:: TASK DESCRIPTION ::
Reproduce the material below, switching every occurrence of "one dot per instance" to "a single point for each instance" and leaving everything else unchanged.

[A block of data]
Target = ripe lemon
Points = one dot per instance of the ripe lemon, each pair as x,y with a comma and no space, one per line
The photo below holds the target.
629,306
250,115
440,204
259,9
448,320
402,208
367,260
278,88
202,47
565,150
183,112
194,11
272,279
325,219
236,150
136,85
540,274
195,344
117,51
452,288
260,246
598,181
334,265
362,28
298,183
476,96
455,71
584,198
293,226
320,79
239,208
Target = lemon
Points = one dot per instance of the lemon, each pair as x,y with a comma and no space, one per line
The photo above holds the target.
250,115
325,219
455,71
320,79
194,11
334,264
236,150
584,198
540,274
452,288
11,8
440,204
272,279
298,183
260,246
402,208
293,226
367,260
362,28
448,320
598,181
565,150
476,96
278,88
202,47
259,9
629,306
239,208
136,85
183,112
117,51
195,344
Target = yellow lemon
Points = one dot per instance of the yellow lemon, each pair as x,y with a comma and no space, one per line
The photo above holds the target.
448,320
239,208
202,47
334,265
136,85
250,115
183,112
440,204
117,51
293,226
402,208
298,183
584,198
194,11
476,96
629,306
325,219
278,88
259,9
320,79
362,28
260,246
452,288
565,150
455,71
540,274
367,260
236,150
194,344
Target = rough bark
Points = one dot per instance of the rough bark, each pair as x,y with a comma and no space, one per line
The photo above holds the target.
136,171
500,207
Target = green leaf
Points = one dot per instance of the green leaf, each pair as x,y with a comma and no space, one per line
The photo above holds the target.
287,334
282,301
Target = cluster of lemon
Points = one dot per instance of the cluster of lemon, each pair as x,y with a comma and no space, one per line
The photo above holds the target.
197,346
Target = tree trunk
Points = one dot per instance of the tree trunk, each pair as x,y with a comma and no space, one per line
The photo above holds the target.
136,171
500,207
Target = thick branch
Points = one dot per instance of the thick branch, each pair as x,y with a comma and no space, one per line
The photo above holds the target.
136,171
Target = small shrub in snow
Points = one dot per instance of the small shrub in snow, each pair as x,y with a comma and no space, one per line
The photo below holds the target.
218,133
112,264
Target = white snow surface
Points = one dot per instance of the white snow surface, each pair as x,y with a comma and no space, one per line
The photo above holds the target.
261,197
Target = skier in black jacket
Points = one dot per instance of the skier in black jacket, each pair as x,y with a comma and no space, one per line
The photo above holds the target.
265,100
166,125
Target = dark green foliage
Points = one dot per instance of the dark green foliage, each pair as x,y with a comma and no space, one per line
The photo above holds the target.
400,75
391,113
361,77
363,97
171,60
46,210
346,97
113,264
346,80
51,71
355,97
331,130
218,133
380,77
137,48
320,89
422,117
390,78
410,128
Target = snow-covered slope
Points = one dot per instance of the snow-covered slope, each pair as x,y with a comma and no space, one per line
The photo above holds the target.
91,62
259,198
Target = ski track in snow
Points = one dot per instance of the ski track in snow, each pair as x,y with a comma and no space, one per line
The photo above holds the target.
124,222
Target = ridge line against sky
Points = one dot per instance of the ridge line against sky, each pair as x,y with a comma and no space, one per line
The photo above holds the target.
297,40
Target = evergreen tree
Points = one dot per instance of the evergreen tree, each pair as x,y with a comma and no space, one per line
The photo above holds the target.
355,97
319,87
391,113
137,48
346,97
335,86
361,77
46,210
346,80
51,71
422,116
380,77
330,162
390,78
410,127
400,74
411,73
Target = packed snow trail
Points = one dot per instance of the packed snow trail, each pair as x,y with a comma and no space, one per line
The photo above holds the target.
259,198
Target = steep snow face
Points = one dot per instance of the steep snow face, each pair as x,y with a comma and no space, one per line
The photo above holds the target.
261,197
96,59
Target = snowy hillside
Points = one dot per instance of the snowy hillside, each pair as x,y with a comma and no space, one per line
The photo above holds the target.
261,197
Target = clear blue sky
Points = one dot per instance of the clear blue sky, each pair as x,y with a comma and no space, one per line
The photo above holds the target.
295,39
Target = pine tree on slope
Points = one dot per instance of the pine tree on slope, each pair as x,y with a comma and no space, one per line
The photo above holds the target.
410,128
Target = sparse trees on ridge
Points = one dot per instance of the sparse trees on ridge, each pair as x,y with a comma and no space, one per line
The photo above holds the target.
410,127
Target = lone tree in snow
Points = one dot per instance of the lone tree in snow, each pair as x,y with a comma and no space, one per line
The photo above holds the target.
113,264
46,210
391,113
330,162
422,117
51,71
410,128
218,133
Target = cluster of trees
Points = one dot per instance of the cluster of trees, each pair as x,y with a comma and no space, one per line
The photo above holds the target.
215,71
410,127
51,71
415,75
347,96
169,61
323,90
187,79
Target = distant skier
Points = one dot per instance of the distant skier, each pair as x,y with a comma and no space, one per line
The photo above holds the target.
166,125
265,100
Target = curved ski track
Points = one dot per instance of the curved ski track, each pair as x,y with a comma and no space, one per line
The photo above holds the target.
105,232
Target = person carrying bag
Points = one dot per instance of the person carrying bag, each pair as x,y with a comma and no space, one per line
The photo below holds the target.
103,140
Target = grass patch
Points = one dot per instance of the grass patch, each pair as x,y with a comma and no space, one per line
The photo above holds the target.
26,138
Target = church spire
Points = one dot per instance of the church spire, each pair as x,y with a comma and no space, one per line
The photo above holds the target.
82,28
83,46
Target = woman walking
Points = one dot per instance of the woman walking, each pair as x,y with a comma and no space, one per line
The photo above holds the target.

:: EXPECTED ANSWER ::
Target = ripe lemon
Points = a single point for each instance of the ripe lemon, each pair as x,y with a comma and no space, one per line
The photo below holds the target.
629,306
250,115
440,204
259,9
448,320
402,208
367,260
278,88
202,47
565,150
183,112
194,11
272,279
325,219
236,150
136,85
540,274
195,344
117,51
452,288
260,246
598,181
334,265
362,28
298,183
476,96
455,71
584,198
293,226
320,79
239,208
Target = lemon
Points = a single point for each instance of the lemon, each pair as x,y with a comma and no space, one per line
The photo above holds the target.
250,115
325,219
455,71
320,79
194,11
334,264
236,150
584,198
540,274
452,288
11,8
440,204
272,279
298,183
260,246
402,208
293,226
367,260
362,28
448,320
598,181
565,150
476,96
278,88
202,47
259,9
629,306
239,208
136,85
183,112
117,51
195,344
Target = yellow lemon
Points = a single point for each instance of the yellow lemon, each pair as x,y with a comma and no space, one per line
The photo above holds the target.
448,320
239,208
202,47
334,265
136,85
250,115
183,112
440,204
117,51
293,226
402,208
298,183
584,198
194,11
476,96
629,306
325,219
278,88
259,9
320,79
362,28
260,246
452,288
565,150
455,71
540,274
367,260
236,150
194,344
Target = rough bark
Points = a single point for each instance of the rough bark, each pair as x,y with a comma and no space, one per line
The photo above holds the target.
136,171
500,207
Target = green leaf
Points = a single point for each instance of the green leaf, each pair as x,y with a comma and no space, one per line
The photo above holds the target.
287,334
282,301
Target = cluster of lemon
Points = a single point for each instance of the cluster of lemon, each pair as x,y with a comma and no space, one per line
The photo above holds the target.
197,346
Target = tree trunk
Points = a single point for each instance of the tree trunk, each pair as x,y with a comma and no space, one per line
The photo above holds the target.
136,171
500,207
Target = thick branch
Points = a single point for each instance of the thick branch, each pair as x,y with a comma and no space, one per line
The photo above holds the target.
136,171
Target = small shrub in snow
Points = a single point for each instance of the small shrub in snow, each pair as x,y with a comma and no space, one per line
The photo below holds the target.
218,133
112,264
Target = white snow surface
Points = a single point for each instance of the white snow surface, each pair as x,y with a comma and no space, one per line
The photo above holds the target.
261,197
Target = skier in black jacket
Points = a single point for each instance of the skier in black jacket, each pair as x,y with a comma and no space, one per line
The photo above holds the target.
265,100
166,125
Target = dark green foliage
Points = a single point for each instance of the dark green foliage, each pair as x,y with a comma and no space, one per line
The photo above holds the target.
400,75
391,113
361,77
363,97
171,60
46,210
346,97
113,264
346,80
51,71
355,97
331,130
218,133
380,77
137,48
320,89
422,117
390,78
410,128
Target = snow-covered slope
Points = a single point for each instance of the snow-covered slope, each pair as x,y with a comma and no space, one per line
The photo above holds the target.
91,62
259,198
Target = ski track in snow
Points = a single point for each instance of the ski track in snow, each pair as x,y with a comma and no space, one per line
The photo above holds the target.
124,222
Target = ridge line against sky
Points = a single point for each instance of the ridge line against sky, each pair as x,y with a comma and no space, one per line
The photo above holds the target.
297,40
Target = evergreen tree
Points = a single point for each instance of the evergreen tree, each pair as x,y with a comma and no space, one per line
The photo above holds the target.
355,97
319,87
391,113
137,48
346,97
335,86
361,77
46,210
346,80
51,71
422,116
380,77
330,162
390,78
410,127
400,74
411,73
Target = packed snow trail
Points = a single point for each instance of the packed snow trail, each pair as x,y with a comma and no space, one per line
The photo above holds the target.
259,198
Target = steep snow face
Points = a single point for each instance of the steep snow face, each pair as x,y with a comma and no space, one per line
The photo above holds the target.
261,197
96,59
Target = snowy hillside
Points = a single point for each instance of the snowy hillside, each pair as x,y with a comma and no space, one per line
The photo above holds the target.
261,197
Target = clear blue sky
Points = a single point for each instance of the clear blue sky, each pair as x,y with a comma and no space, one per line
The photo above holds the target.
295,39
Target = pine tree on slope
Points = a single point for each instance of the pine tree on slope, each pair as x,y with a comma and no space, one per line
The photo above holds the target.
410,128
Target = sparse trees on ridge
Points = a single point for each instance of the sparse trees on ridge, each pair as x,y with a comma and no space, one per line
The photo above holds the target.
410,127
Target = lone tree in snow
Points = a single point for each instance of the lone tree in snow, each pair as x,y with a comma and no space, one per line
The photo above holds the target.
113,264
46,210
391,113
330,162
422,117
51,71
410,128
218,133
Target = cluster of trees
Points = a single point for each instance of the cluster of trees, each pair as x,y with a comma and no space, one per line
The photo above holds the target.
215,71
410,127
51,71
415,75
347,96
169,61
323,90
187,79
Target = distant skier
Points = a single point for each instance of the distant skier, each pair as x,y with a comma and no space, one per line
The photo above holds the target.
166,125
265,100
Target = curved ski track
Points = a single point for each instance of the curved ski track, each pair as x,y with a comma and no space, one per line
The photo above holds the target.
105,232
Target = person carrying bag
Points = a single point for each instance of the person carrying bag, each pair as x,y with a comma and no space, one per line
The photo below holds the target.
103,140
Target = grass patch
Points = a single point for each instance of the grass patch, each pair as x,y with a comma and no space, one per line
The photo above holds the target.
26,138
Target = church spire
Points = a single point for each instance of the church spire, each pair as x,y with a comma and no space, one per line
The photo above holds the target.
82,28
83,46
Target = woman walking
Points = a single point for each instance of the woman walking, each pair as x,y with a comma and no space, one per line
The photo above holds the target.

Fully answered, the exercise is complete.